Give the number of lines in the records below that contain the word "human", and nothing more.

--- Data supplied Enclosed Below ---

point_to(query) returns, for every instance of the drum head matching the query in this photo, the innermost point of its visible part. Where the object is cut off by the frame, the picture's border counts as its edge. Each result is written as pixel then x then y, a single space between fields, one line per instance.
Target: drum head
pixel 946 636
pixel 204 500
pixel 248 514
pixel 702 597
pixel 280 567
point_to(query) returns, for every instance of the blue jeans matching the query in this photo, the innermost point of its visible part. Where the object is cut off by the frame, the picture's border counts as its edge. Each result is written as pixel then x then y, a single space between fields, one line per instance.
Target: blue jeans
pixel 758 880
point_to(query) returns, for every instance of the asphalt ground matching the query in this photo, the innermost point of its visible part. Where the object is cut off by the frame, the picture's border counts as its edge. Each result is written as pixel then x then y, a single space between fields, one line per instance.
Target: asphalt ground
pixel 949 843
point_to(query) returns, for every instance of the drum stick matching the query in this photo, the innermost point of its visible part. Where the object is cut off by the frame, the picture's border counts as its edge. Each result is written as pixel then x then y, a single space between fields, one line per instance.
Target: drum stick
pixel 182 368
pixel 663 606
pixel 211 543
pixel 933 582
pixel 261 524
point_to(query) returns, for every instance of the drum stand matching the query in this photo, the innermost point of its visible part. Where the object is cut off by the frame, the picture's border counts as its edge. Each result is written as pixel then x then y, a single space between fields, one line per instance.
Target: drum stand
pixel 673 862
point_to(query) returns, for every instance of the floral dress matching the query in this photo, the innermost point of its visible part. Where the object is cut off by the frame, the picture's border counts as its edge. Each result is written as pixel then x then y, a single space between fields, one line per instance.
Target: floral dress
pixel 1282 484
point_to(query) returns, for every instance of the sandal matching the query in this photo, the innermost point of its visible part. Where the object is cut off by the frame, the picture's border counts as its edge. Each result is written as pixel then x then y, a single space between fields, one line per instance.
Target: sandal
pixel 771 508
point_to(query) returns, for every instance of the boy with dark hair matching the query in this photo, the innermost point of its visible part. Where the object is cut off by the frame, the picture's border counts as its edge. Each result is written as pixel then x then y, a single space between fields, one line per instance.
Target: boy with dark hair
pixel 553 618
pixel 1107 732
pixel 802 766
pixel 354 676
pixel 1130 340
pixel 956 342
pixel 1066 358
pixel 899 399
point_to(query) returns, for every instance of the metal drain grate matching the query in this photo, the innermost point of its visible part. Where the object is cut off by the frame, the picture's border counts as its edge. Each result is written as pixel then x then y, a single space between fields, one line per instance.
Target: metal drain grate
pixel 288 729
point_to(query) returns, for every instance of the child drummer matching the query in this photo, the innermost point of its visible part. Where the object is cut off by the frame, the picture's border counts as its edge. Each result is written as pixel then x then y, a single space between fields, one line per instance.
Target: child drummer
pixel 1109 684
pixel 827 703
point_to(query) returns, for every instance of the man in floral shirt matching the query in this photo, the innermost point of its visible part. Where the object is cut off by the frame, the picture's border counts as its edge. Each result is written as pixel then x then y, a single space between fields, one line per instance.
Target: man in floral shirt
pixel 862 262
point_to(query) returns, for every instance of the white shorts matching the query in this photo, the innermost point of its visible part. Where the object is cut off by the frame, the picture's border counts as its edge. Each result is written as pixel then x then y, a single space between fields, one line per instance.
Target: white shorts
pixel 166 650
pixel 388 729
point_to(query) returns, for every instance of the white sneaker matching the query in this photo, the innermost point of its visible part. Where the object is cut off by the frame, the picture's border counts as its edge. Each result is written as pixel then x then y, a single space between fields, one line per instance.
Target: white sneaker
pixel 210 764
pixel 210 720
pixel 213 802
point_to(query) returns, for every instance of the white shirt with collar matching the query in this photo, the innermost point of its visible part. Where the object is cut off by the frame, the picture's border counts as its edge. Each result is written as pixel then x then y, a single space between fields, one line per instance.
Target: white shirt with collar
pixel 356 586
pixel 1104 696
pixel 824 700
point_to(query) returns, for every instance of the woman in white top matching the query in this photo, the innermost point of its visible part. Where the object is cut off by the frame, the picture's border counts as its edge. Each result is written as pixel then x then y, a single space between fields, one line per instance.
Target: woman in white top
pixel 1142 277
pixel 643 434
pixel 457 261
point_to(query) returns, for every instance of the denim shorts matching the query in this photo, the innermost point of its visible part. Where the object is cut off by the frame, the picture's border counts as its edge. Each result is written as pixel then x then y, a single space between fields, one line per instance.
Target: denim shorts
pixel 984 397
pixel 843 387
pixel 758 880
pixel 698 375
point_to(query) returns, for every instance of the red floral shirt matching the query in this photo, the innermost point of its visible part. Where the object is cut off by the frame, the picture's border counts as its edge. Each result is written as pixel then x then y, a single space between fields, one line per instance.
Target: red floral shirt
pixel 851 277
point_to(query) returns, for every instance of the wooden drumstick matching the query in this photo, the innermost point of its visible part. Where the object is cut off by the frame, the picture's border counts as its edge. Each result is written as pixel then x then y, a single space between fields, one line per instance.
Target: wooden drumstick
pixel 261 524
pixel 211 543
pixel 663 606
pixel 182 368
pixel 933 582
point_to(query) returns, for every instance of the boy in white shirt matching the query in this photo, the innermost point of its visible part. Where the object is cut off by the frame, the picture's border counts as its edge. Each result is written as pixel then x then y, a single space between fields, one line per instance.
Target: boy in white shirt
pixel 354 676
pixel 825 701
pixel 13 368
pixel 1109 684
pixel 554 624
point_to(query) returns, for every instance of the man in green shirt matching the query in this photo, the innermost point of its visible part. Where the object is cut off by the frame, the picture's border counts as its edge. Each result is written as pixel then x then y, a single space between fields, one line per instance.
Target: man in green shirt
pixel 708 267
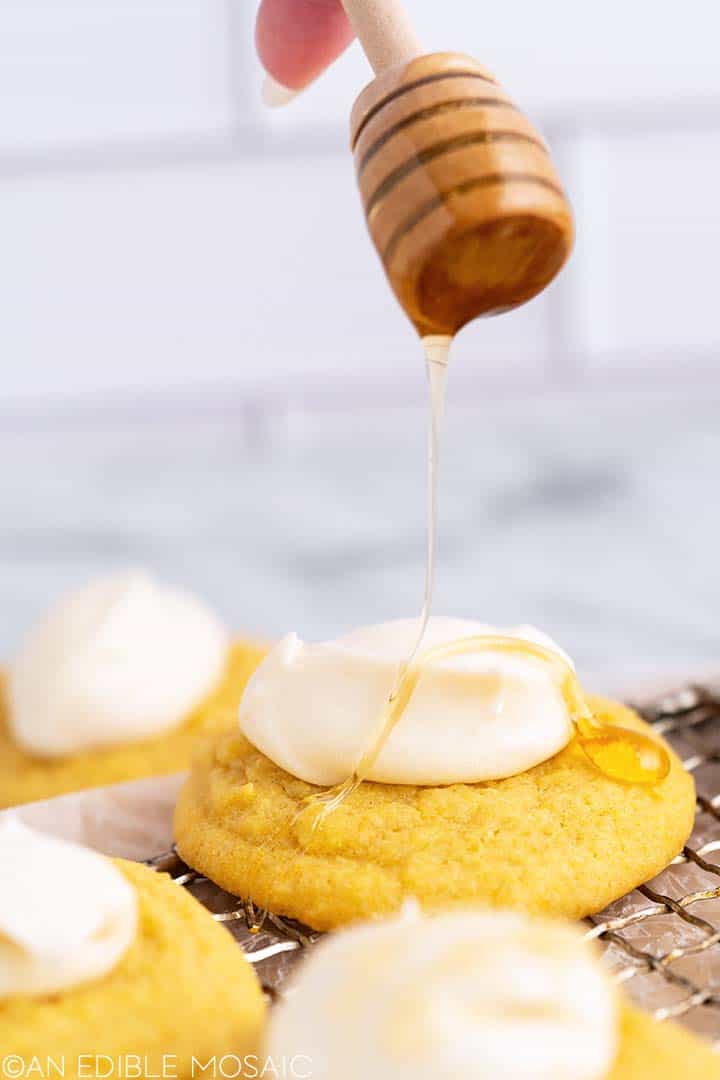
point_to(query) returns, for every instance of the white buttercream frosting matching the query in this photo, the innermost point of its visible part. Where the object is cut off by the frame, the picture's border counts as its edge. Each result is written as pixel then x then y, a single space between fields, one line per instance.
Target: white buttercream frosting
pixel 313 709
pixel 489 995
pixel 56 935
pixel 120 660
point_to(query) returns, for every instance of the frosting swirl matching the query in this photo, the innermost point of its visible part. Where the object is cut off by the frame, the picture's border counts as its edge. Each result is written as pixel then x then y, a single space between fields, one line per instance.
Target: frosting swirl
pixel 120 660
pixel 55 939
pixel 313 709
pixel 467 994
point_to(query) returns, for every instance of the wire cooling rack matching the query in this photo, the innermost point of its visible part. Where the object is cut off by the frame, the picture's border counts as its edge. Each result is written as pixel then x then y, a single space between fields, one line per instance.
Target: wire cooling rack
pixel 662 940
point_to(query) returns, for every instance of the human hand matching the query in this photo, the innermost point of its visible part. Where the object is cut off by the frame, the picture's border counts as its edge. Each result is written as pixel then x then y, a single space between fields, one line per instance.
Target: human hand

--- End of Enclosed Data supplied ---

• _Output below_: 2